* start *

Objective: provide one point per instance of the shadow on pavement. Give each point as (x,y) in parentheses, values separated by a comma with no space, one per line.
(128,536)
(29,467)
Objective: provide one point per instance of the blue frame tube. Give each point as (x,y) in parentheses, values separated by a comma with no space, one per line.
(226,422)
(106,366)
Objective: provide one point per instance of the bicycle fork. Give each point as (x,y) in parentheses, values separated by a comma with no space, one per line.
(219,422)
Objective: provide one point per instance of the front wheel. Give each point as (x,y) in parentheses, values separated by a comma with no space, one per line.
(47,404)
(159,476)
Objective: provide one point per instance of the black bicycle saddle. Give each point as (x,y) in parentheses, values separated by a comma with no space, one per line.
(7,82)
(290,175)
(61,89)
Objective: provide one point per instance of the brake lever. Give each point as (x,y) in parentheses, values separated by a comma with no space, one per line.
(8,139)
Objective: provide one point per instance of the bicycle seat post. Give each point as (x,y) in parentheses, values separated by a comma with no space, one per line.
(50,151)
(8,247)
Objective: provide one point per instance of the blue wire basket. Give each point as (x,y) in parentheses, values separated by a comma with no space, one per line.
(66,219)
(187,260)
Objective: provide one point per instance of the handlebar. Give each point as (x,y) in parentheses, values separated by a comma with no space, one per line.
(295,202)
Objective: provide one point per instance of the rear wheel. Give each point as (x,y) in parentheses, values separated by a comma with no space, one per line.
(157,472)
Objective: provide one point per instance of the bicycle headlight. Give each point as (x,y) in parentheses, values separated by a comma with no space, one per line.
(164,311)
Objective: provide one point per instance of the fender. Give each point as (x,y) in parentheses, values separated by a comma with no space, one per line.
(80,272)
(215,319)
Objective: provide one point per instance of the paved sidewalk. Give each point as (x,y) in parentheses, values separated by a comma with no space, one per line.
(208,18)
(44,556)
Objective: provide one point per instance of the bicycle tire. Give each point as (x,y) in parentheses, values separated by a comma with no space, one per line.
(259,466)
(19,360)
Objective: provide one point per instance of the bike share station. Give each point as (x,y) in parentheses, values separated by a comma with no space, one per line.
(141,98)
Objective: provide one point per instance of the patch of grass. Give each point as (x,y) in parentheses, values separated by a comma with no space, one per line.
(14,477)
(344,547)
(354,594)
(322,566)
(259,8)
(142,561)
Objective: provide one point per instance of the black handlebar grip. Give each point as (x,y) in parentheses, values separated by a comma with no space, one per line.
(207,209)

* end *

Brief:
Write out every one of the records above verbatim, from the first line through the last.

Final result:
Objective: provide one point per instance of the shadow on pavement. Give each point as (x,y) in parentheses, values separated by a comma with no space, one per line.
(128,536)
(29,467)
Objective: provide one point per instance of the blue frame tube. Give each point as (x,y) in parentheses, values separated by a comma with no space, one per line.
(226,422)
(106,366)
Objective: provide one point per instance of the bicycle fork. Give each point as (x,y) in parentheses, values separated by a comma with no space, one per line.
(219,422)
Objective: provide one point per instance of the front wheel. Give each point as (x,y) in parentheses, values separated by a comma with no space, one per line.
(47,404)
(159,476)
Objective: provide one point per instance of the black bicycle saddle. Give each point as (x,y) in parentheses, values separated by a comma with no space, one per line.
(7,82)
(290,175)
(61,89)
Objective: provide one point per instance of the brake lever. Give each point as (x,y) in parentheses, values separated by a comma with no space, one per line.
(8,139)
Objective: provide one point per instance of the bicycle seat post. Give each point as (x,y) in parentheses, values separated by a comma with no space, one per line.
(50,151)
(8,247)
Objective: provide one point per instance of the blue wire basket. Give each point as (x,y) in parentheses, values separated by a comma with no space, one per line.
(66,219)
(187,260)
Objective: provide one point per instance of the handlebar. Give each point as (x,y) in parentheses, values separated by a comma with no space, one per line.
(295,202)
Objective: provide one point per instance of the rear wheel. Give each point as (x,y) in parentheses, values separated by a comma with no space, one per line.
(157,472)
Objective: provide one point per instance of the bicycle headlight. Give each point as (x,y) in parentheses, values separated by a comma with no space, one per line.
(164,311)
Objective: provide one point per instance of the fender. Give each point as (x,y) in parentheses, values separated by a comma with no space, one per line.
(80,272)
(215,319)
Objective: provide one point per instance of the paved sidewalk. Give each point as (x,y) in parentheses, values separated by a comma with no space, one per line.
(208,18)
(44,556)
Objective: provide one point per instance of the bicycle tire. Give each point as (x,y) in parentheses, values separated by a comma with no space, one per line.
(259,466)
(19,360)
Objective: provide one point per instance of the bike share station. Give each point as (x,y) in parentheses, values separated by a comma with no space, one per line.
(141,98)
Objective: provide one point per instance of the patch of grass. Give each point as (x,y) in parentheses, values separated by a comma with no space, one per line.
(14,477)
(344,547)
(354,594)
(322,566)
(259,8)
(142,561)
Objective: provide one point per instance of the black handlebar grip. Give each point as (x,y) in parentheses, values separated by a comma with no space, one per line.
(207,209)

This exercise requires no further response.